Recurse Center

Never Graduate Week 2017: how we planned and ran our annual alumni week

Each May we invite the entire Recurse Center community to return to New York City for Never Graduate Week: five days of programming, socializing, and reconnecting with their batchmates and community. This year over 200 Recursers joined us. They represented all 33 past batches of RC, and traveled here from over a dozen countries and forty different cities.

Our community grows by nearly 250 people a year, and so every NGW is bigger than the last. We realized last year that it would be impossible to fit everyone who wanted to attend in our main space without it feeling like a can of computer-adept sardines. Our primary goal became to find a way we could accommodate as many folks as possible during NGW, and which was scalable for subsequent years. A secondary goal was to host an event in which everyone who attended both learned something and taught someone something.

What we ultimately wound up doing was a major departure from Never Graduate Weeks past: we ran a small unconference-conference hybrid for the RC Community, replete with badges, talks, and several livestreams. All of these pieces came together in such a way that we didn’t fully realize (or admit to ourselves) that we were indeed planning a conference until we were nearly finished. And, largely thanks to it being rooted in a wonderful community, it went pretty well!

Never Graduate Week 2017

The specs

We had over 200 folks attend this year’s NGW. Not counting our labor, it cost us just under $19,500 in space, food, drinks, and giveaways (we made hoodies, custom Scoutbooks, lanyards, and hand screen-printed social rules posters).

EXTRACTED DATA =
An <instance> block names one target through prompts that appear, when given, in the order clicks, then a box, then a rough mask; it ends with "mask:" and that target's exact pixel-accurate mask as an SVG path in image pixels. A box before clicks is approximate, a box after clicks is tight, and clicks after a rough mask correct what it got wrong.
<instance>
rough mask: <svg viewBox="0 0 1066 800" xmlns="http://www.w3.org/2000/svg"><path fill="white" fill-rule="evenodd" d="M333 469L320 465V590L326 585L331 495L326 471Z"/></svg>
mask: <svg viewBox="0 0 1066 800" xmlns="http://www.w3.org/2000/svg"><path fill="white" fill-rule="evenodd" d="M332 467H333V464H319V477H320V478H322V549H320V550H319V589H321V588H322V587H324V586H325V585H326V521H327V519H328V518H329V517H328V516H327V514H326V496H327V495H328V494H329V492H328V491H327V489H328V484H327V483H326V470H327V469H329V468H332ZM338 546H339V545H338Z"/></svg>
--
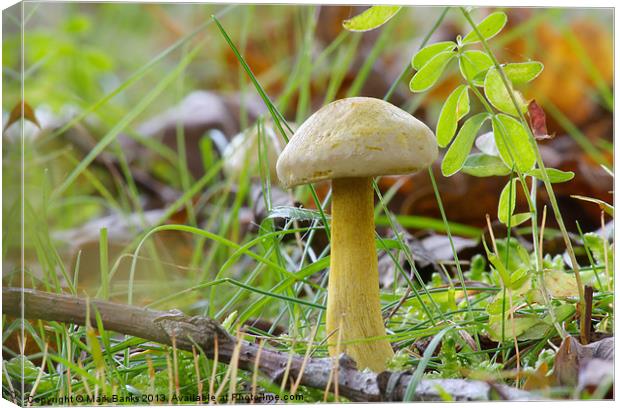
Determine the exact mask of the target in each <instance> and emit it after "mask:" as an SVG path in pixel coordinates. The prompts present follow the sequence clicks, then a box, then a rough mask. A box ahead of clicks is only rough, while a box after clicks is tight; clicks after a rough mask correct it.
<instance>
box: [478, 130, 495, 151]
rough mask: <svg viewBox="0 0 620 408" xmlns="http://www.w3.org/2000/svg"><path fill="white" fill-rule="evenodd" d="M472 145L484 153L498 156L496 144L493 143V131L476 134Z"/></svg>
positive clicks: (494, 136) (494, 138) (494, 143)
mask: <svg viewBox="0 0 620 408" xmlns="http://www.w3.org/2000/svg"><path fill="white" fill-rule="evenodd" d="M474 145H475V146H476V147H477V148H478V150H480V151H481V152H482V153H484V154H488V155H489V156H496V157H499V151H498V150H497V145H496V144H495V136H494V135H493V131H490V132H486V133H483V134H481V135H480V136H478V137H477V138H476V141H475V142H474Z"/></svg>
---
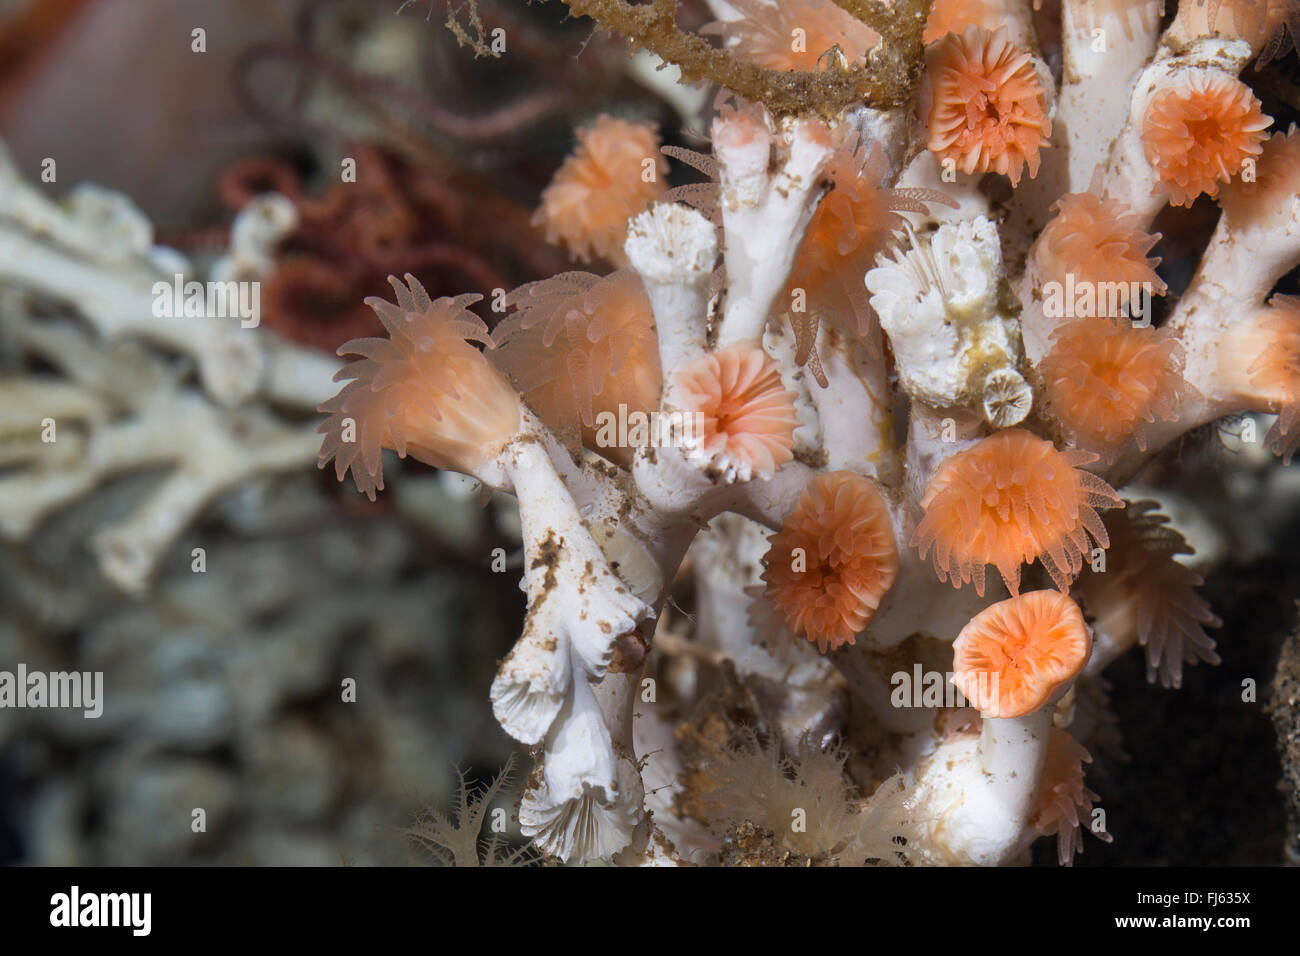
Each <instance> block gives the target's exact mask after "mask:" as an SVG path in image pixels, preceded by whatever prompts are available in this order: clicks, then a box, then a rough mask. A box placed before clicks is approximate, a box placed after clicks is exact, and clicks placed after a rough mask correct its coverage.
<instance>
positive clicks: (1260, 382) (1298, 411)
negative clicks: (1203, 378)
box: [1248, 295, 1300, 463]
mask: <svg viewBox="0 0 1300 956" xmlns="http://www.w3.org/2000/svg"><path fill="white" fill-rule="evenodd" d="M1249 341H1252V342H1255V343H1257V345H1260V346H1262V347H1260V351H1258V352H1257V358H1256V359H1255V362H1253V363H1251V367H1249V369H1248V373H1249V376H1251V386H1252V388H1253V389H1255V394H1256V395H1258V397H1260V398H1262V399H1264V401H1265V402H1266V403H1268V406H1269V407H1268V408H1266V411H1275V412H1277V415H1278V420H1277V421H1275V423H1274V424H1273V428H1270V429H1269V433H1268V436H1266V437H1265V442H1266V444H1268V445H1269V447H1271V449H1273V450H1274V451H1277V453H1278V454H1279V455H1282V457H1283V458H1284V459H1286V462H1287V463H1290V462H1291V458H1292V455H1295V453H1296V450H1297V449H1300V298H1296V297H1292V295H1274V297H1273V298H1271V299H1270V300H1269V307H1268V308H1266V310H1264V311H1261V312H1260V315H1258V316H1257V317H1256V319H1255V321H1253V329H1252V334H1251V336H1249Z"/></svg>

WHAT IS REQUIRED = Copy everything in the Never Graduate Week text from "We had over" down to "social rules posters).", word for word. Answer from the Never Graduate Week text alone, not from the entries.

ANSWER TO THIS TASK =
We had over 200 folks attend this year’s NGW. Not counting our labor, it cost us just under $19,500 in space, food, drinks, and giveaways (we made hoodies, custom Scoutbooks, lanyards, and hand screen-printed social rules posters).